Exercise description: Reproduce verbatim the stretch of rows from the line containing "american wigeon ->" through the line containing "Outline every instance of the american", including both of those lines.

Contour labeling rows
* Begin *

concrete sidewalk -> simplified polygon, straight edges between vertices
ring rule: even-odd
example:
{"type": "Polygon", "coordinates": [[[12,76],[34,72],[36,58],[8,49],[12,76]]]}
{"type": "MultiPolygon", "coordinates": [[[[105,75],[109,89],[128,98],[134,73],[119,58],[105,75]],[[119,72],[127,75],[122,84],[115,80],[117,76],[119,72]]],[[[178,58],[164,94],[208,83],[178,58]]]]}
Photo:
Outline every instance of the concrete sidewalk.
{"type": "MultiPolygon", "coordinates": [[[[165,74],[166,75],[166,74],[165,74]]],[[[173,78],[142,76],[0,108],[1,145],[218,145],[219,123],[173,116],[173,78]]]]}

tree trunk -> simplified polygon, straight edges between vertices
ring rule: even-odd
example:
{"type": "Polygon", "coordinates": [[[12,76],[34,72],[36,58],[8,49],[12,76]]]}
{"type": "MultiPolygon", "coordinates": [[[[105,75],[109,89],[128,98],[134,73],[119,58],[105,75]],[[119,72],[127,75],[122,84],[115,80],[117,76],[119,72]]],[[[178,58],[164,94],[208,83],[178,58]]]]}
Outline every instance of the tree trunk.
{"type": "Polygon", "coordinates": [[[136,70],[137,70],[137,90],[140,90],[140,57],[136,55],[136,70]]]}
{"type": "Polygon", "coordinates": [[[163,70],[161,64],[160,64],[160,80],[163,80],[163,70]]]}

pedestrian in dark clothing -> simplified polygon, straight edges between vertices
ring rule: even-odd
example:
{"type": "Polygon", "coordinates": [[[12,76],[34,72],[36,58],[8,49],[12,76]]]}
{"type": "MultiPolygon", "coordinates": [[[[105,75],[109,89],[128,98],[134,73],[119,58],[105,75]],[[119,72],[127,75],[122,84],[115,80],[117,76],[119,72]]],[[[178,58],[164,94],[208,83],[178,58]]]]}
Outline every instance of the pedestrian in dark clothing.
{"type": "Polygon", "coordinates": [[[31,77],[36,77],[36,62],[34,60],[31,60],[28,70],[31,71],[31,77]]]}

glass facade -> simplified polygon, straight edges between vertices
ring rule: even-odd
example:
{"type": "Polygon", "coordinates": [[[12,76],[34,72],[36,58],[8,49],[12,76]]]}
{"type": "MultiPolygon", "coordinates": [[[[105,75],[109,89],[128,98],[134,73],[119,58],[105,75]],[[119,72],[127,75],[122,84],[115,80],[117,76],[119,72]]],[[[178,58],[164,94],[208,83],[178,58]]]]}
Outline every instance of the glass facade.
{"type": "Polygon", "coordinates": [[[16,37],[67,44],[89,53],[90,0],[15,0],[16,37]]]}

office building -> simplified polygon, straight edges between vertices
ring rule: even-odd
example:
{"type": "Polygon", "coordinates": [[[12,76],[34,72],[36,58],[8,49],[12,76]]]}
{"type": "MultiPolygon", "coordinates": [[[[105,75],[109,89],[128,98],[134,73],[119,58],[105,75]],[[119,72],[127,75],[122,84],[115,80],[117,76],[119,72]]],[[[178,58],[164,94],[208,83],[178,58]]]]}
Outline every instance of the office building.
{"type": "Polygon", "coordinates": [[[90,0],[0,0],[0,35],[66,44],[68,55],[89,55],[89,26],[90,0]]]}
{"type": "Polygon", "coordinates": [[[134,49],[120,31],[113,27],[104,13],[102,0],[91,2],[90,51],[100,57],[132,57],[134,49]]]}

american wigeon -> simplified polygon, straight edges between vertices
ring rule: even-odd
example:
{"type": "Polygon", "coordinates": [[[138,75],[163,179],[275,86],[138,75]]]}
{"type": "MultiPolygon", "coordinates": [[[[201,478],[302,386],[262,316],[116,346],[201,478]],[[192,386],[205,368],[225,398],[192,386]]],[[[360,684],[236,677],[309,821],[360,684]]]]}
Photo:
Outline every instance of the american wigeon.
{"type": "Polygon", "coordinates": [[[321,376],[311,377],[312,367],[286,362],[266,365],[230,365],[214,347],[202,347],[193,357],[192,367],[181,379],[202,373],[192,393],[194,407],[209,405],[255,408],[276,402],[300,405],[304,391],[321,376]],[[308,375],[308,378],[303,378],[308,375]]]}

* End *

Completed task:
american wigeon -> simplified polygon, straight edges between vertices
ring rule: even-odd
example:
{"type": "Polygon", "coordinates": [[[138,75],[163,179],[275,86],[138,75]]]}
{"type": "MultiPolygon", "coordinates": [[[[201,478],[302,386],[262,316],[116,346],[201,478]],[[192,386],[205,368],[225,398],[192,386]]],[[[360,684],[236,677],[309,821],[360,684]]]]}
Photo:
Outline every instance of the american wigeon.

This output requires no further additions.